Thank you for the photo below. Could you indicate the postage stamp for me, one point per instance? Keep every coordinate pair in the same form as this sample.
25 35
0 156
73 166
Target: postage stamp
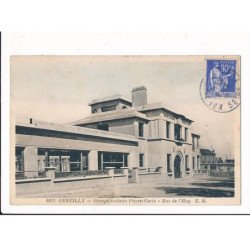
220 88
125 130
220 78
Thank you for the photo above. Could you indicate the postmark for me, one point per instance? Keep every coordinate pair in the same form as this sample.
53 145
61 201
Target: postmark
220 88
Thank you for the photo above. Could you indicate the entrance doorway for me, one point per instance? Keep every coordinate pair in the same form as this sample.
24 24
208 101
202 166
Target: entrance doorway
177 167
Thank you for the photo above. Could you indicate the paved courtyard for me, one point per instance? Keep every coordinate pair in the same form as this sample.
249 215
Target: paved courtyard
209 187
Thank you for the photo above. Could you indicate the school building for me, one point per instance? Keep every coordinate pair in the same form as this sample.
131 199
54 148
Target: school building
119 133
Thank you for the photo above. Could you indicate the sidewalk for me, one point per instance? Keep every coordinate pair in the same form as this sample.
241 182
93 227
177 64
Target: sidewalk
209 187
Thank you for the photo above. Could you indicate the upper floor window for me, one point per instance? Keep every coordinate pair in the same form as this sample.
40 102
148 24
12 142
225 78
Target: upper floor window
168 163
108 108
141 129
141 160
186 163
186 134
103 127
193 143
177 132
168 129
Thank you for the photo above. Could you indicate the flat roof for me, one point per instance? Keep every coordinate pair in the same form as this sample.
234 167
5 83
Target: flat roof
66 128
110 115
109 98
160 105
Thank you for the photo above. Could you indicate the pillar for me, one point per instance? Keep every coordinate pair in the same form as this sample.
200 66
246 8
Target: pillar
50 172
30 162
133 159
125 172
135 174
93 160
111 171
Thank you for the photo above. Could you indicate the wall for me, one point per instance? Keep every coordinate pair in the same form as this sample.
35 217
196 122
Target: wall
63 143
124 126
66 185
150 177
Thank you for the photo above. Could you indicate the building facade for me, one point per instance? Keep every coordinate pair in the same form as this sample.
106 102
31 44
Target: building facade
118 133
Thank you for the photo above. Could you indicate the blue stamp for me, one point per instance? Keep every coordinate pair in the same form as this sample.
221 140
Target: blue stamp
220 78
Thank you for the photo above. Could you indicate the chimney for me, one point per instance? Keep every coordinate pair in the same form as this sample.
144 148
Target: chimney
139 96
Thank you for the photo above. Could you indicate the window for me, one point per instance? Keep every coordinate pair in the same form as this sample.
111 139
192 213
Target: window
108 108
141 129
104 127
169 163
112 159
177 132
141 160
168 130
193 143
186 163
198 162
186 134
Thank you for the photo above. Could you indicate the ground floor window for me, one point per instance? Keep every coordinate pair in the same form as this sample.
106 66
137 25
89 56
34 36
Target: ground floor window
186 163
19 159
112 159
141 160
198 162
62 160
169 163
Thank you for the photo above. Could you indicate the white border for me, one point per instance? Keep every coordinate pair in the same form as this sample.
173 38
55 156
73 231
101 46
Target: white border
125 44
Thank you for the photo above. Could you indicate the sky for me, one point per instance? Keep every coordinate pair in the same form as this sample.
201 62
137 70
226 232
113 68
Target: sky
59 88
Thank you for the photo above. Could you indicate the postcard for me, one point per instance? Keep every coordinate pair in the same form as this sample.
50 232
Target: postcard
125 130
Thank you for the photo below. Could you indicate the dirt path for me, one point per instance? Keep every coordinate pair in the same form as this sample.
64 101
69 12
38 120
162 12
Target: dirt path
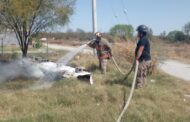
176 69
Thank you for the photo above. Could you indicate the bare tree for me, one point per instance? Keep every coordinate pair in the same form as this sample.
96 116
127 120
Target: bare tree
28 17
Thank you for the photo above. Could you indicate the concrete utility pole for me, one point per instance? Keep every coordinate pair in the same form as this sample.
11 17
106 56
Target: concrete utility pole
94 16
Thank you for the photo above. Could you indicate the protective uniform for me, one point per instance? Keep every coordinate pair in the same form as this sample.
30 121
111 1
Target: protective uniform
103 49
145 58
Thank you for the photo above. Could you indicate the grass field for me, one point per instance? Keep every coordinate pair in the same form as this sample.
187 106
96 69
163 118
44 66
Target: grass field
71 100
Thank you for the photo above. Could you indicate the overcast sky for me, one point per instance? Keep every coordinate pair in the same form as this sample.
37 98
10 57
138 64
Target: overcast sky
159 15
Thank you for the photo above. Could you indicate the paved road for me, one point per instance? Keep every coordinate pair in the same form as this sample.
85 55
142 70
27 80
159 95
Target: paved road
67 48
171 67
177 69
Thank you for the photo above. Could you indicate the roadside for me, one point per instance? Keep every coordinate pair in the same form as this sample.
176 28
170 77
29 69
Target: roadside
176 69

========================================

— Activity —
Among the records above, find each line holding the string "below" and pull it out.

— Expected output —
Thank you for the photo below. Could you indicate the postage stamp for me, one point per instance? Keep every coordinate pair in the same form as this sample.
Thank you for the photo below. Could you indicate the dirt path for me, one point per instance? Keep every coordinate pair in the same form as this sample.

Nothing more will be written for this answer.